Record excerpts: Begin

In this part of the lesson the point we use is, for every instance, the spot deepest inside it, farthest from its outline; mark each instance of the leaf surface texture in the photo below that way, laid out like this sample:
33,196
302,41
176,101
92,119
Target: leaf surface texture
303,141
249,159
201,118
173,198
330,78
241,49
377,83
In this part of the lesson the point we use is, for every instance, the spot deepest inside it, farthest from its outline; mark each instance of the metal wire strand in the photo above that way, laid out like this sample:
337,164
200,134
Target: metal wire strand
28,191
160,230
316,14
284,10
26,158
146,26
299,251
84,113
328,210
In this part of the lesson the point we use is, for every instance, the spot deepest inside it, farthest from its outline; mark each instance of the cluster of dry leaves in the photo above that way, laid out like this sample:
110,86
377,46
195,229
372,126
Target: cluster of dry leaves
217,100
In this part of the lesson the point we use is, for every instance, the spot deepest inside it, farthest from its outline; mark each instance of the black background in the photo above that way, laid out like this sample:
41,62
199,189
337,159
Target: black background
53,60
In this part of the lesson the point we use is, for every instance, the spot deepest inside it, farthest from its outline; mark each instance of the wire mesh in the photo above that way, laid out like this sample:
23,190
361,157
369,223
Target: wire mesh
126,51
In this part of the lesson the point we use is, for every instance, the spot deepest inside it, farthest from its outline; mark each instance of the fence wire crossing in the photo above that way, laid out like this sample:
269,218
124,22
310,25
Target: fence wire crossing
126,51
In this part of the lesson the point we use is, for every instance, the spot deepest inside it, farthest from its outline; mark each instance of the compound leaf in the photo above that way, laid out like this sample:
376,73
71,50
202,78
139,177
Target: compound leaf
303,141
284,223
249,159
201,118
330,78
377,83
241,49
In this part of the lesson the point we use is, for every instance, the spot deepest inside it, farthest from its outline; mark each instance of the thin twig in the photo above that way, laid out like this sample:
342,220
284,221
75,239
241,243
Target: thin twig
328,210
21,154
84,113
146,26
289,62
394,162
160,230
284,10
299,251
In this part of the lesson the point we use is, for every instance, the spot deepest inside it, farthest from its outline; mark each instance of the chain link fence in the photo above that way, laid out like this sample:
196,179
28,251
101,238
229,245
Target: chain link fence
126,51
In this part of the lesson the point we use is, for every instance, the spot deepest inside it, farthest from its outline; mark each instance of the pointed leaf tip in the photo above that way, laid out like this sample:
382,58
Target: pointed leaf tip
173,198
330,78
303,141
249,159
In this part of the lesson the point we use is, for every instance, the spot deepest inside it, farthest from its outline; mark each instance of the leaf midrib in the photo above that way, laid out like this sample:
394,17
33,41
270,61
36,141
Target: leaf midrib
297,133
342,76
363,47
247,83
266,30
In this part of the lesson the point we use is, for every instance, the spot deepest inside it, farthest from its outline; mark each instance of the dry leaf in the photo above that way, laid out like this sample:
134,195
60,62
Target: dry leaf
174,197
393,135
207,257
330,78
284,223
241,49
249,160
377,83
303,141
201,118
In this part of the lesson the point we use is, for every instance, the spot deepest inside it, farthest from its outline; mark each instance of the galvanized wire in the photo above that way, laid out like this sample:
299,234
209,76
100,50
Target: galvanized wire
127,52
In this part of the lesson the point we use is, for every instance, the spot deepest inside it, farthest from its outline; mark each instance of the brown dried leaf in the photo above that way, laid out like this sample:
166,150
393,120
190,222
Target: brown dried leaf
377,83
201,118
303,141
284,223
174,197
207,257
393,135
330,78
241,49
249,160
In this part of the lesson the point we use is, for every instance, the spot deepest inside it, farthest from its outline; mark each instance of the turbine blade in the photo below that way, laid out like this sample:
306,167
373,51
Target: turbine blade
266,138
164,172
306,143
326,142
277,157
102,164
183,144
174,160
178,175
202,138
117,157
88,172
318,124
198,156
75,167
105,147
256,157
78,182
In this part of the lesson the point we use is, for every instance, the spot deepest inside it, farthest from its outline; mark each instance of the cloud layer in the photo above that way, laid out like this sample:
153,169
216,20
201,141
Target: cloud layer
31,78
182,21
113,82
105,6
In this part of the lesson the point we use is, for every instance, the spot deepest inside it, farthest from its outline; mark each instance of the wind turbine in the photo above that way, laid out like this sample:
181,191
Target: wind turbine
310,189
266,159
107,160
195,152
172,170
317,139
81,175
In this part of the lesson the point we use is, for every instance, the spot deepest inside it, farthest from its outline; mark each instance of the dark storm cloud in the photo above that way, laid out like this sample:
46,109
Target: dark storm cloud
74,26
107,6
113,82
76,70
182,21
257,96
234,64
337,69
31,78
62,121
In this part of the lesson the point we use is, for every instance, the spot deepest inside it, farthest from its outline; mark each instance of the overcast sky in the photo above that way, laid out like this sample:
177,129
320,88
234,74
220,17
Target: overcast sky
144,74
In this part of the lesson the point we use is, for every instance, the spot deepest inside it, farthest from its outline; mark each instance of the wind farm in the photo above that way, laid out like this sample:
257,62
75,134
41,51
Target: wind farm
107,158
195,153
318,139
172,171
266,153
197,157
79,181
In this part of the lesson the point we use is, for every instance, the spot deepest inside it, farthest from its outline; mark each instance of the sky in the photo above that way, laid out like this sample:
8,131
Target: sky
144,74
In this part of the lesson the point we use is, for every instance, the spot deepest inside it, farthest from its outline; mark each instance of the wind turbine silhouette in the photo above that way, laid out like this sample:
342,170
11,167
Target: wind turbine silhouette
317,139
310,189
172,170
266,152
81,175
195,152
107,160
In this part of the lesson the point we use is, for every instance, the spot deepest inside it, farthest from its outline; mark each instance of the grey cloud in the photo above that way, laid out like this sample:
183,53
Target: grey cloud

Record excerpts: End

Task directions: In the records above, find the line containing "Target: wind turbine silhouette"; please retype it and every line after it through the last line, exactly and with nothing else.

Answer for the task:
Target: wind turbine silhouette
317,139
310,189
172,170
266,152
81,175
195,152
107,160
In this part of the lesson the point we use is, for every instance, the spot deepest inside it, farthest from its outline; mark each instance of the grey cloud in the photo above that way, laid out like this sample:
183,53
Target: grey cloud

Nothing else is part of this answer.